Как будто кто-то спит и видит этот сон,
где ты живешь один, не ведая при этом,
что день за днем ты ждешь, когда проснется он.
И тень твоя пошла по городу нагая
цветочниц ублажать, размешивать гульбу.
Ей некогда скучать, она совсем другая,
ей не с чего дудеть с тобой в одну трубу.
Вот именно эта тень и должна была бы знать свое место. Ей бы следовало оставаться на обшлагах, на подкладке сознательной общественной жизни. Или же накапливать жар в тигле художника. Таиться в подземных озерах и постыдных, влажных снах. Но она упорно вторгается повсюду, опьяняя своей последней правдой. Ну совсем как усохший и измученный пытками Дон Фернандо после всех прежних вскриков, танцев, битв и соблазнов обречен неизменно умирать позабытым-позаброшенным у старого рынка. Нам бы давно следовало оставить эту пугающую тень в низшем пласте подсознания, в подземных озерах, в упражнениях и сублимациях отважного и варварского искусства. Держать ее внутри этой алхимической реторты — как гибельную инфекцию с предосторожностями пересаживают в сгустки лабораторной вакцины. Но ни за что — ценой собственной жизни гражданина и художника, воина и святого — ни за что не впускать ее в действительность, к беззащитным людям.

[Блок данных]
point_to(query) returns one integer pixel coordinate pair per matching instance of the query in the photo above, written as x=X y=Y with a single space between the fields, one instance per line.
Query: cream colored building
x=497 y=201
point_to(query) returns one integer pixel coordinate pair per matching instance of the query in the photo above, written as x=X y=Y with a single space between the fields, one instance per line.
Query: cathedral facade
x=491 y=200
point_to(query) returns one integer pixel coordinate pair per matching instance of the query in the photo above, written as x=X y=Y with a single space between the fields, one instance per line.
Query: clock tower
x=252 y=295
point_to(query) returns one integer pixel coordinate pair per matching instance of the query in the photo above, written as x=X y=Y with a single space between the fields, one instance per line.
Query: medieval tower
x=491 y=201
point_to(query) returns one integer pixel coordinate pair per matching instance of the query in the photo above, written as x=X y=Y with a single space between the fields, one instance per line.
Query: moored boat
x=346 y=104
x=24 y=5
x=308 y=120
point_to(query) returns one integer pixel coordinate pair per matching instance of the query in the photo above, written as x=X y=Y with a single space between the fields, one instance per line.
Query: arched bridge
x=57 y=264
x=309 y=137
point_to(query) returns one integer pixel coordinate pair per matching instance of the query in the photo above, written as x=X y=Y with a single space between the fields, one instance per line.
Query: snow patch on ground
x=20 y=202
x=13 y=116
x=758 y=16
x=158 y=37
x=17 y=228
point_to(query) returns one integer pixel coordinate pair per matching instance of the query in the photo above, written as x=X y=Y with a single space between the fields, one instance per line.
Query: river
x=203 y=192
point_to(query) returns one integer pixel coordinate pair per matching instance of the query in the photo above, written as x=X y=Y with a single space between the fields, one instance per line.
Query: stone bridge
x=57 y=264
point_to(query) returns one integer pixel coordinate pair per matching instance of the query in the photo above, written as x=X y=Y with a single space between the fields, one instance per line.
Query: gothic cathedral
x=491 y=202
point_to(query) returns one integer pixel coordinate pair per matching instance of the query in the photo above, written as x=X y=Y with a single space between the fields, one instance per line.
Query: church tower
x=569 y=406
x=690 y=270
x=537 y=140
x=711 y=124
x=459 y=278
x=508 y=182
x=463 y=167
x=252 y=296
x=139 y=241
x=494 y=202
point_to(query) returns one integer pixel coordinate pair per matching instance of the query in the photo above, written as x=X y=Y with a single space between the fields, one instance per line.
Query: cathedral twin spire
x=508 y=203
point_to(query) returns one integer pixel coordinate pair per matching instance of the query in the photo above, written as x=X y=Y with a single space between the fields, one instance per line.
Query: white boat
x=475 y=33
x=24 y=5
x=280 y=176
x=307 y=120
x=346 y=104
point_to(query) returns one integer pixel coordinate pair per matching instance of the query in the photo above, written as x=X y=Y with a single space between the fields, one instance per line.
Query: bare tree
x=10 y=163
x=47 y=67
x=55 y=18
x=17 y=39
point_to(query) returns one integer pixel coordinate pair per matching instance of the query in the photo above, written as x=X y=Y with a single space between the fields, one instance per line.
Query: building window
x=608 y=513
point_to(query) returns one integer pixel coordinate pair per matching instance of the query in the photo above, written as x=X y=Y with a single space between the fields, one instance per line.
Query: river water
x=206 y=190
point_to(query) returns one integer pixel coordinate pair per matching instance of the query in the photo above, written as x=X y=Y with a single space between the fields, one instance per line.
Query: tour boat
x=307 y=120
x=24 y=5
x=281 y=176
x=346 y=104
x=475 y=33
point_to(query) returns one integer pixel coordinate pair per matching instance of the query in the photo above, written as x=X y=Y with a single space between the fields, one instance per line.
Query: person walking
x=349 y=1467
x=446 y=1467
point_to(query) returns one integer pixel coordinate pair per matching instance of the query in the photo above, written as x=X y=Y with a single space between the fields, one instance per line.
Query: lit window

СУТЬ ЗАДАНИЯ:
Перепишите дословно часть текста о тени, начиная со слов «И тень твоя» и заканчивая словами «в одну трубу.».

РЕЗУЛЬТАТ ВЫПОЛНЕНИЯ:
И тень твоя пошла по городу нагая
цветочниц ублажать, размешивать гульбу.
Ей некогда скучать, она совсем другая,
ей не с чего дудеть с тобой в одну трубу.